◆ **Task statement**
Could you write out, verbatim, the part of the article on Mayor Adams's office-to-housing conversion plan between "Mayor Adams laid" and "earlier this year.", inclusive?

◆ **Document section**

'''

Mayor Adams laid out several measures Thursday aimed at expediting office-to-residential conversions in Midtown and across the city as part of the effort to boost supply amid the ongoing housing crisis.
The steps include adjusting regulations and rezoning a 42-block span of Midtown Manhattan, with a focus on creating new housing and exploring opportunities to enable conversions. Adams and others described the new proposals as picking up where Gov. Hochul’s housing compact left off after it fell apart during the legislative session earlier this year.
“It’s unbelievable how much empty office space we have sitting idly by with ready and willing participants to develop the housing. And we are in the way,” Mayor Adams said at a Midtown press conference in Midtown.. “Well it’s time to get out of the way so we can turn these office cubicles into nice living quarters so that we can address the housing crisis we have.”

'''

◆ **Provided records**

'''

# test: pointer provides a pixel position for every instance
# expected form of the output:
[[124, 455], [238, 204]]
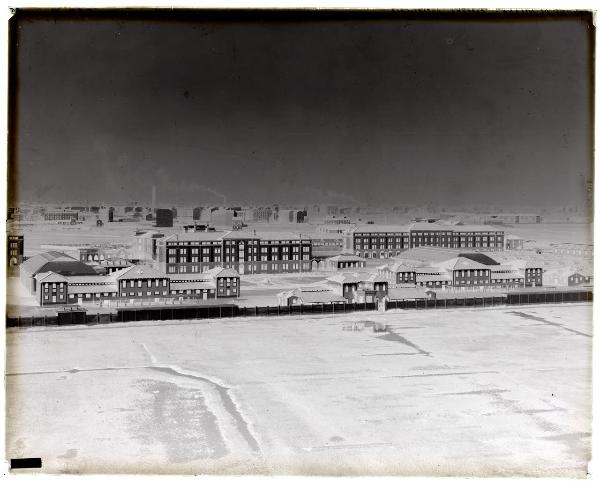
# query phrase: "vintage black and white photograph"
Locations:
[[300, 242]]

'''

◆ **Written answer**
Mayor Adams laid out several measures Thursday aimed at expediting office-to-residential conversions in Midtown and across the city as part of the effort to boost supply amid the ongoing housing crisis.
The steps include adjusting regulations and rezoning a 42-block span of Midtown Manhattan, with a focus on creating new housing and exploring opportunities to enable conversions. Adams and others described the new proposals as picking up where Gov. Hochul’s housing compact left off after it fell apart during the legislative session earlier this year.